• **TASK DIRECTIONS**
In full and without deviation, write out the entries that follow.

• **PROVIDED DATA**

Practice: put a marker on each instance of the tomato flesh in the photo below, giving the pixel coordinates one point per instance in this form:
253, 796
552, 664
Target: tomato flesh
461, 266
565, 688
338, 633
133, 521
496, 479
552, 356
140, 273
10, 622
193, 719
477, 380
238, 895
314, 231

• **SOLUTION FOR THIS TASK**
Practice: put a marker on each instance of the tomato flesh in the photo below, giving the pixel coordinates one point per instance in this form:
253, 796
552, 664
Target: tomato flesh
461, 266
565, 688
338, 633
133, 521
496, 479
552, 356
140, 273
10, 622
193, 719
477, 380
238, 895
314, 231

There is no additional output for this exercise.